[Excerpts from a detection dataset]

···

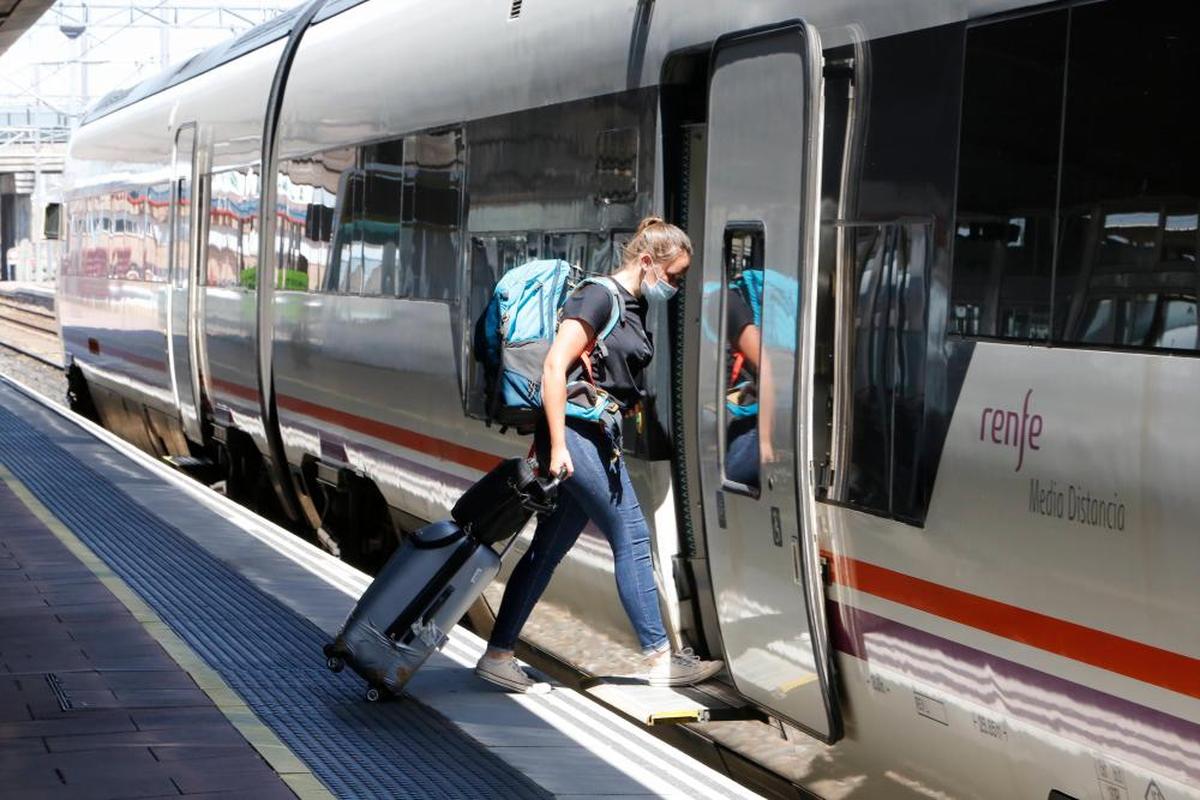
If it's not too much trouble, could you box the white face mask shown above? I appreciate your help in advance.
[642,262,678,302]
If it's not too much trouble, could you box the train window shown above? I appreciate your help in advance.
[595,127,638,205]
[276,148,358,291]
[1055,0,1200,350]
[360,139,410,297]
[325,169,364,295]
[721,223,774,494]
[950,11,1068,341]
[400,128,466,300]
[142,184,170,282]
[949,0,1200,350]
[205,169,259,289]
[42,203,62,241]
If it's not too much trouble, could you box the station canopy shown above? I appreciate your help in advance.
[0,0,54,55]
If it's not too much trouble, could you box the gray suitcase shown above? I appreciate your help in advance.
[325,521,511,702]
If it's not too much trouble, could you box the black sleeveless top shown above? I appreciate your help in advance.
[563,281,654,411]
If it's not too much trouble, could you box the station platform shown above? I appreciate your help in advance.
[0,379,754,799]
[0,281,54,311]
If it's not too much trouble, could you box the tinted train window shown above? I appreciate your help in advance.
[277,130,464,300]
[1054,1,1200,350]
[950,0,1200,350]
[950,11,1068,339]
[276,148,356,291]
[400,130,466,300]
[205,169,259,289]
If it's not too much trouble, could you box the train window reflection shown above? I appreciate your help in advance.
[721,223,773,491]
[205,169,259,289]
[950,11,1068,339]
[1055,1,1200,350]
[276,148,358,291]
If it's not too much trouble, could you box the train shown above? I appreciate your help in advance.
[58,0,1200,800]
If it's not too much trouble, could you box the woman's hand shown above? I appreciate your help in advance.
[550,445,575,480]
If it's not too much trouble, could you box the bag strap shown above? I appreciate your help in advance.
[580,277,625,386]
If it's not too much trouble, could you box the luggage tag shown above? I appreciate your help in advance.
[413,620,450,650]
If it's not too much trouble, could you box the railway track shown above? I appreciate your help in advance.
[0,300,62,371]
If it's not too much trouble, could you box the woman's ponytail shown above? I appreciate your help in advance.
[622,217,691,264]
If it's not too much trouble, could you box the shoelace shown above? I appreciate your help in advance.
[671,648,700,667]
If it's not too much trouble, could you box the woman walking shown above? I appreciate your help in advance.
[475,217,722,692]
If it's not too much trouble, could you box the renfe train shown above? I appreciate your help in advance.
[59,0,1200,800]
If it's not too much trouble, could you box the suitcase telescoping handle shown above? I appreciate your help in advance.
[500,467,566,559]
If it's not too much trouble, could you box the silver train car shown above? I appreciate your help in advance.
[59,0,1200,800]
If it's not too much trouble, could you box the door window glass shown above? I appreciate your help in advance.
[720,223,774,493]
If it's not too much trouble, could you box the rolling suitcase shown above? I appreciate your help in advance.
[325,458,558,702]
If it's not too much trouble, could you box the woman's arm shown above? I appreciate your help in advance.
[737,325,775,463]
[541,319,594,477]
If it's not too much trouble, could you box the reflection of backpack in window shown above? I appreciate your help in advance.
[725,270,799,419]
[480,260,623,432]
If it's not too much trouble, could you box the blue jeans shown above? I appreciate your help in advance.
[488,420,667,652]
[725,416,760,488]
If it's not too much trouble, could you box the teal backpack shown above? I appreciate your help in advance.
[720,270,799,419]
[481,259,624,432]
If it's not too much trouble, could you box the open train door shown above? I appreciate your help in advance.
[692,22,842,741]
[167,124,204,443]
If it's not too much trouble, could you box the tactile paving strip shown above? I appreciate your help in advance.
[0,407,551,798]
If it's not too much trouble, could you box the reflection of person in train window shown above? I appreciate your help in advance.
[475,217,722,692]
[725,289,774,488]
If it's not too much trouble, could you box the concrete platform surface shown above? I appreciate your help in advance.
[0,380,755,798]
[0,475,307,800]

···

» **Exercise requirements**
Quote the data above in full and without alteration; skip the pictures.

» **Correct answer**
If it's not too much trouble, could you box the white face mask shown above? I appreciate your help in advance.
[642,262,678,302]
If it's not too much trouble, could you box the train window shown above? I appreciate your help in advance.
[595,127,638,205]
[276,148,358,291]
[1055,0,1200,350]
[360,139,410,297]
[325,169,364,295]
[721,223,774,494]
[950,11,1068,341]
[400,128,466,300]
[142,184,170,282]
[949,0,1200,350]
[205,169,259,289]
[42,203,62,241]
If it's not too much trouble, could you box the station canopy shown above? I appreciate your help in advance.
[0,0,54,55]
If it's not too much trouble, could you box the gray suitcase shown above? I appreciate your help in advance.
[325,521,511,702]
If it's not too much trouble, could you box the black sleeveless top shown above? I appreciate your help in advance.
[563,281,654,411]
If it's not too much trouble, could you box the station platform shown above? I appreciate your help in advance.
[0,379,754,799]
[0,281,54,311]
If it's not too much trouble, could you box the tinted train window shown above? I appreciate your help in advance.
[277,130,464,300]
[1054,1,1200,350]
[950,0,1200,350]
[950,11,1068,339]
[276,148,356,291]
[400,130,466,300]
[205,169,259,289]
If it's not too much trouble, could you box the train window reflection shown above? I appreciate your help in advance.
[721,223,773,491]
[205,169,259,289]
[950,11,1068,339]
[1055,1,1200,350]
[276,148,358,291]
If it's not too much trouble, could you box the train shown above? I appreciate your help in advance.
[58,0,1200,800]
If it's not too much trouble, could you box the woman's hand shown above? I appreciate your help in advance.
[550,445,575,480]
If it's not too much trouble, could you box the bag strap shown above? I appreciate your help in advance.
[580,277,625,386]
If it's not too much trouble, could you box the luggage tag shown above? I appreciate your help in advance.
[413,620,450,650]
If it's not too much trouble, could you box the railway track shown above? I appreciate your help in advance.
[0,300,62,371]
If it's not too much trouble, could you box the woman's ponytail shown above? I appreciate your help in advance.
[622,217,691,264]
If it's not too much trouble, could you box the shoelace shown above? I appreciate your help in advance.
[671,648,700,667]
If it's not too much trouble, could you box the woman walking shown above? I appreciate your help in advance.
[475,217,722,692]
If it's not too much trouble, could you box the renfe train shown above? I appreciate your help in advance.
[59,0,1200,800]
If it's not too much trouble, could you box the suitcase telescoping handle shown above? I appreciate your help in advance.
[500,467,566,559]
If it's not too much trouble, could you box the silver train car shown above? I appreciate your help in advance.
[59,0,1200,800]
If it's not too much trouble, could you box the door window glass shown above? I appreciate your help in advance.
[720,223,774,493]
If it's not too much trouble, could you box the rolling suitcase shown above? I appreciate your help in advance.
[325,458,558,702]
If it's not too much trouble, could you box the woman's arm shown above? I appreciate your help in advance.
[737,325,775,463]
[541,319,594,477]
If it's not too much trouble, could you box the reflection of backpack in window shown above? I appreciate your help in advance.
[725,270,799,419]
[480,260,623,432]
If it's not too much trouble, could you box the blue jeans shown above? I appreciate your help in advance.
[488,420,667,652]
[725,416,760,488]
If it's not too much trouble, could you box the teal backpack shown above? I appreciate your help in advance.
[720,270,799,419]
[481,259,624,432]
If it's not too much trouble, could you box the open train door shown above? I appreciate your help in advance.
[692,22,842,741]
[167,124,204,443]
If it's not too much trouble, could you box the tactile paving strip shown above? I appreciate your help in advance.
[0,407,551,798]
If it's not too much trouble, could you box the reflection of person in train window shown above? I appreciate your help in advance.
[475,217,722,692]
[725,289,774,488]
If it's not too much trouble, could you box the concrete platform surface shown above? I appreciate your help in advance.
[0,380,755,798]
[0,475,307,800]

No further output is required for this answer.